BEGIN Text to read

Tuesday, April 12, 2016

That Hideous Strength

I'm two chapters into That Hideous Strength, the final chapter in C. S. Lewis' 1946 space trilogy. I'm reading through some of his work again from a post-christian perspective, as I believe I've mentioned. So far, it's been a lot of university politics, which was something Lewis dealt a lot with in his life. Having read Alan Jacob's biography on the man, it's interesting to watch some of his complaints about academic culture work itself out in his fiction.

In particular is the loathing Lewis had for the "Inner Circle," which must have been a dynamic that irked him in his dealings with people. Actually, you get the real sense that that kind of thing stuck in his craw. This is the all too human tendency to throw all principle aside in order to fit in with some exclusive social circle that fancies itself the cream of the human crop. The story starts with a small college campus being taken over by a small cabal of professors who fancy themselves the progressive element in order to sell off part of the college to the bad guys.

END Text to read
BEGIN Records supplied

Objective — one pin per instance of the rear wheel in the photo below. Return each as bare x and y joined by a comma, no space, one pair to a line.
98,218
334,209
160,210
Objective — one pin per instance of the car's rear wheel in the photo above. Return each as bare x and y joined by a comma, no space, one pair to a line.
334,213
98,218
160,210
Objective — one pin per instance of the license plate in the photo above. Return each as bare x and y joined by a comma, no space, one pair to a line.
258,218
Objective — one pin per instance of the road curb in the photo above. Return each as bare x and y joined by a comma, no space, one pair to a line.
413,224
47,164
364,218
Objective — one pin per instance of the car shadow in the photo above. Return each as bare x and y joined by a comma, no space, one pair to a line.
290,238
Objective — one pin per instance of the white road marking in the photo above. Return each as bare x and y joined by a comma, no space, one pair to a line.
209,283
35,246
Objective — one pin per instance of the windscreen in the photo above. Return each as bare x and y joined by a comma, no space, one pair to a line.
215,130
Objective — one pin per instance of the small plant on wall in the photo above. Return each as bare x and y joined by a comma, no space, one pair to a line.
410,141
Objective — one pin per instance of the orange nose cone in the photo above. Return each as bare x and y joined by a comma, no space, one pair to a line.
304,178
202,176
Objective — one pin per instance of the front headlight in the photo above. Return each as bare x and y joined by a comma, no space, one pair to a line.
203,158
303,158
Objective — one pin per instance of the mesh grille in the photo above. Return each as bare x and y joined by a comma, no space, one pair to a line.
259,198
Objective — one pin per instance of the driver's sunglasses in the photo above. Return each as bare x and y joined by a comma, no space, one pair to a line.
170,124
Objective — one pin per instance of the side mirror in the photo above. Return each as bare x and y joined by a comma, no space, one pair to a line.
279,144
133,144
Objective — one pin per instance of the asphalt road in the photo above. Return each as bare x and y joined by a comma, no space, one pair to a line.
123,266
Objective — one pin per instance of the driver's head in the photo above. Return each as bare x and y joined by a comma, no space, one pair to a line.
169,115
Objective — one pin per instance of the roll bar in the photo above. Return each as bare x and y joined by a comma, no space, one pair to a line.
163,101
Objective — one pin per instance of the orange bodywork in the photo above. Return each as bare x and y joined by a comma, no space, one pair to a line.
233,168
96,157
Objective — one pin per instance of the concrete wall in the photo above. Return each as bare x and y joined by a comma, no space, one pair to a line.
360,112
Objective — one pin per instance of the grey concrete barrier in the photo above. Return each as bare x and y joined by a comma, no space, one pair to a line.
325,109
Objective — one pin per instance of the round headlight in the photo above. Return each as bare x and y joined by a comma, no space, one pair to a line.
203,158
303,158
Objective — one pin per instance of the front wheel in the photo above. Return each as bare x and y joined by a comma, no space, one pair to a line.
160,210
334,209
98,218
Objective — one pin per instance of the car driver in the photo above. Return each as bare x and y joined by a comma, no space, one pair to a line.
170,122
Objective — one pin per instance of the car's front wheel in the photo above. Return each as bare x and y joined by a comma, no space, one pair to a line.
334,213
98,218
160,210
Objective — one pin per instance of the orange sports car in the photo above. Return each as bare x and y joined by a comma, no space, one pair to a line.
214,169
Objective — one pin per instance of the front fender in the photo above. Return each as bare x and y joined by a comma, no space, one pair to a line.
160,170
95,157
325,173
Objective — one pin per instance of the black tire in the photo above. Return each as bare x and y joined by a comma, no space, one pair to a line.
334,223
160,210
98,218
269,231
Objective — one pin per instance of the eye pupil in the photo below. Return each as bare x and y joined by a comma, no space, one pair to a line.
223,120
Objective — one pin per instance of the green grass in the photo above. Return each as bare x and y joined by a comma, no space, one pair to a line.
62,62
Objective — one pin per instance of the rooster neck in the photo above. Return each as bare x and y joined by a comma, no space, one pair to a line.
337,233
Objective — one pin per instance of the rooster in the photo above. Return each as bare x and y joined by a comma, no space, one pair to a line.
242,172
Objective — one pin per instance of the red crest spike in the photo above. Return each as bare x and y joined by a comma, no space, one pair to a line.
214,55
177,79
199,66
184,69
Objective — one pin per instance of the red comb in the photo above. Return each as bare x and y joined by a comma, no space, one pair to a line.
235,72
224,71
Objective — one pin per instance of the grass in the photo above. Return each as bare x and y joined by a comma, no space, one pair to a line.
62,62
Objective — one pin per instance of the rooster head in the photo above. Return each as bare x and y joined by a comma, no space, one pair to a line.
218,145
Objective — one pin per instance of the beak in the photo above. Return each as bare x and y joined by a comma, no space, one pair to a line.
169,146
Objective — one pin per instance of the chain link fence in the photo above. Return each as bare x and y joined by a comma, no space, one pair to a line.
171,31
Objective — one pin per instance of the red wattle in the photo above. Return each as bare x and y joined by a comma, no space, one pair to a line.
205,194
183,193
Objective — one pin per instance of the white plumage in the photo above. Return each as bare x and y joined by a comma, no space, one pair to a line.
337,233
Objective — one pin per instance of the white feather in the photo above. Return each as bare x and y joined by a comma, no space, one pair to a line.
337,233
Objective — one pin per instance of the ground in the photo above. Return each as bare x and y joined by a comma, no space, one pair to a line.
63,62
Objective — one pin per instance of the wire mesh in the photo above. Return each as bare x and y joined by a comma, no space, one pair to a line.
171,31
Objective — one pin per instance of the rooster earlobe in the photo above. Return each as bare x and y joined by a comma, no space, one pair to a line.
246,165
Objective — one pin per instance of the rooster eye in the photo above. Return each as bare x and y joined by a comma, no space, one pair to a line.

END Records supplied

* [Work to complete]:
A. Answer these questions using the post about That Hideous Strength:
(i) How many chapters of the novel has the writer read so far?
(ii) What did Lewis loathe, according to the second paragraph?
(iii) To whom do the professors in the story plan to sell off part of the college?
B. From the post about That Hideous Strength, reproduce word for word the passage that opens with the words "I'm two chapters" and ends after the words "in his fiction.".

* [Task responses]:
A.
(i) Two chapters.
(ii) The "Inner Circle."
(iii) The bad guys.

B.
I'm two chapters into That Hideous Strength, the final chapter in C. S. Lewis' 1946 space trilogy. I'm reading through some of his work again from a post-christian perspective, as I believe I've mentioned. So far, it's been a lot of university politics, which was something Lewis dealt a lot with in his life. Having read Alan Jacob's biography on the man, it's interesting to watch some of his complaints about academic culture work itself out in his fiction.